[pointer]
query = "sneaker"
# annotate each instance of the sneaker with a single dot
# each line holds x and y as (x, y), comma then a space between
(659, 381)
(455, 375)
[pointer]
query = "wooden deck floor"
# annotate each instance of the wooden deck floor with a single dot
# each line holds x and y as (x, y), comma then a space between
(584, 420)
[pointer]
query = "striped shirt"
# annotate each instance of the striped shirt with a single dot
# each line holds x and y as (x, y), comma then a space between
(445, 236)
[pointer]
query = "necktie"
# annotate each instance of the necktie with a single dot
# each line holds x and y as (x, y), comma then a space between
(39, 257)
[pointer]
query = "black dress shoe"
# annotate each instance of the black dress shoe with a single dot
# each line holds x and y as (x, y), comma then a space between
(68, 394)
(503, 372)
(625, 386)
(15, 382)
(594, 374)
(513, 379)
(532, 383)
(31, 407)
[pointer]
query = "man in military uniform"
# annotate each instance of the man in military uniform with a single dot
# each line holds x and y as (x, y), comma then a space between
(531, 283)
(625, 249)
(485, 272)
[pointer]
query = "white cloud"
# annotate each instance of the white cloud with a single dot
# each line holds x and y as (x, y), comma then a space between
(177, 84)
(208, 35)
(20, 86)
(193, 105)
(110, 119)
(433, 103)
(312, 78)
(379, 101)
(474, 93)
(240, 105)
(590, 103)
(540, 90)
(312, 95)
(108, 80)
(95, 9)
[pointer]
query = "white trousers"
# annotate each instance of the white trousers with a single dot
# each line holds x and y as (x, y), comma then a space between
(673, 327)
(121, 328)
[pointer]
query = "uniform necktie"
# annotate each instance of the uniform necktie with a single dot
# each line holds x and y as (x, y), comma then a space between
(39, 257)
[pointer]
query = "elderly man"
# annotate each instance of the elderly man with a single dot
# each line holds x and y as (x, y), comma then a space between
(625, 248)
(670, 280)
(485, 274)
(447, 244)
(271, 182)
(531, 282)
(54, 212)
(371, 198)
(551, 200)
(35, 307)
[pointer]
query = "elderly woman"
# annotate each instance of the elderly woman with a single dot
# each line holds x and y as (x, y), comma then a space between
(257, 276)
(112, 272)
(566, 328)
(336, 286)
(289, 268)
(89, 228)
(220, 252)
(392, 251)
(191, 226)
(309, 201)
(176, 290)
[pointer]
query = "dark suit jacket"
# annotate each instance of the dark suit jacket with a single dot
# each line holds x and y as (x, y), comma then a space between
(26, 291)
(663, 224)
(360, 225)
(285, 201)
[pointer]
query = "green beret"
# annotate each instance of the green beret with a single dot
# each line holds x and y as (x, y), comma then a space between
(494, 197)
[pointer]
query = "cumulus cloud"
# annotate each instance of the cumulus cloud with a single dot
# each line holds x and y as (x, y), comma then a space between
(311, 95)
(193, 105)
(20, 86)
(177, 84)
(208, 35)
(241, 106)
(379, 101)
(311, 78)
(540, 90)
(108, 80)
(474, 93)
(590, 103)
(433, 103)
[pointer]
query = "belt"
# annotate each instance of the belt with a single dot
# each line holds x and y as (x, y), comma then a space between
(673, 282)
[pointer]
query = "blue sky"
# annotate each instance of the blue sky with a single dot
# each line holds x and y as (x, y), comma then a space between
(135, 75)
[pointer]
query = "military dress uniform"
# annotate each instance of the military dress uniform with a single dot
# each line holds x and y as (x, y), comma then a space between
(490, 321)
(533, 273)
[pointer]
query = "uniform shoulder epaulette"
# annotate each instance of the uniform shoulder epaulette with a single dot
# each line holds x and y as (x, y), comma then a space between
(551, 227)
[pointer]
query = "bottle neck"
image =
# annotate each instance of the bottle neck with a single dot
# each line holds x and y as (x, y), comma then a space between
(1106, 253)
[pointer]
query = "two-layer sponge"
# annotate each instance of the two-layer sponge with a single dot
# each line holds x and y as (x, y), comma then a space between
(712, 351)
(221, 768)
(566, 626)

→ GOAL OF THE EXERCISE
Transcribe the material above word for word.

→ THE REPLY
[pointer]
query = "sneaker"
# annotate each instance of the sneaker with a single dot
# each line holds x and y as (x, y), comma then a space between
(659, 381)
(455, 375)
[pointer]
query = "wooden deck floor"
# annotate each instance of the wooden deck floor with a single dot
# each line holds x and y as (x, y), comma then a space between
(584, 420)
[pointer]
query = "striped shirt"
# annotate each instance of the striped shirt with a single dot
# each line holds x and y as (x, y), comma then a space between
(445, 236)
[pointer]
query = "necktie"
# annotate each instance of the necktie with a single dot
# each line holds x and y as (x, y), comma then a space between
(39, 257)
[pointer]
query = "black dress shoe"
# annotate each instance of the black dress shoe with a single dot
# each line holds x and y as (x, y), comma then a space between
(68, 394)
(503, 372)
(625, 386)
(15, 382)
(594, 374)
(513, 379)
(532, 383)
(31, 407)
[pointer]
query = "man in military uniform"
# annotate each instance of the man in military uniform with a single dot
# each line holds x and y as (x, y), comma then a space between
(531, 283)
(625, 249)
(485, 272)
[pointer]
query = "white cloud"
# annotate each instance of the white cloud with a single dot
# each line holds x and y as (x, y), comma then a space between
(177, 84)
(208, 35)
(20, 86)
(193, 105)
(110, 119)
(433, 103)
(312, 78)
(379, 101)
(474, 93)
(240, 105)
(590, 103)
(540, 90)
(312, 95)
(108, 80)
(95, 9)
[pointer]
query = "white trousers"
# annotate each instance of the white trousers with a single dot
# each line holds x and y as (x, y), comma then a space between
(673, 327)
(121, 328)
[pointer]
query = "uniform necktie"
# annotate each instance of the uniform necktie with a single dot
# each line holds x and y as (x, y), comma then a space between
(39, 257)
[pointer]
query = "elderly man"
# annotate each instance of the elderly man with a single dot
# each line holds x and y as (x, y), comma then a space between
(625, 248)
(670, 280)
(485, 274)
(447, 244)
(271, 182)
(531, 282)
(54, 212)
(371, 198)
(551, 200)
(35, 307)
[pointer]
query = "elderly woman"
# annotate each instance of the elderly woman with a single dot
# each line holds x and y as (x, y), comma then a space between
(257, 276)
(112, 272)
(566, 328)
(336, 286)
(289, 268)
(89, 228)
(220, 252)
(392, 251)
(191, 226)
(309, 201)
(176, 290)
[pointer]
query = "dark suit jacket"
# annotate each instance of the dark suit jacket with a single dot
# each line holds x and y as (x, y), comma then a space between
(26, 291)
(663, 224)
(360, 225)
(285, 201)
[pointer]
query = "green beret"
# annotate each instance of the green beret with a single dot
# each line holds x and y as (x, y), comma then a space between
(494, 197)
[pointer]
query = "cumulus cloud"
# annotate each instance of the cumulus cloud with a single dot
# each line holds x and y as (x, y), comma then a space between
(311, 95)
(193, 105)
(20, 86)
(177, 84)
(208, 35)
(241, 106)
(379, 101)
(311, 78)
(540, 90)
(108, 80)
(474, 93)
(590, 103)
(433, 103)
[pointer]
query = "belt"
# annotate each instance of the belt with a single dot
# each line holds x and y as (x, y), comma then a space between
(673, 282)
[pointer]
query = "blue sky"
# annotate each instance of the blue sky with a single dot
# each line holds x and y as (x, y), comma then a space between
(135, 75)
[pointer]
query = "military dress uniform"
# annotate each instance of the military dress uniform with a single dot
# each line holds x and y as (x, y), comma then a space between
(490, 321)
(533, 273)
[pointer]
query = "uniform shoulder epaulette"
# annotate each instance of the uniform shoulder epaulette with a single dot
# each line holds x and y as (x, y), comma then a space between
(551, 227)
[pointer]
query = "bottle neck"
image =
# annotate each instance of the bottle neck with a single dot
# each line holds x and y as (x, y), comma then a space between
(1106, 253)
[pointer]
query = "two-layer sponge"
# annotate each instance of the two-layer sponge with a single dot
# each line holds x and y as (x, y), comma then a space between
(712, 351)
(221, 768)
(566, 626)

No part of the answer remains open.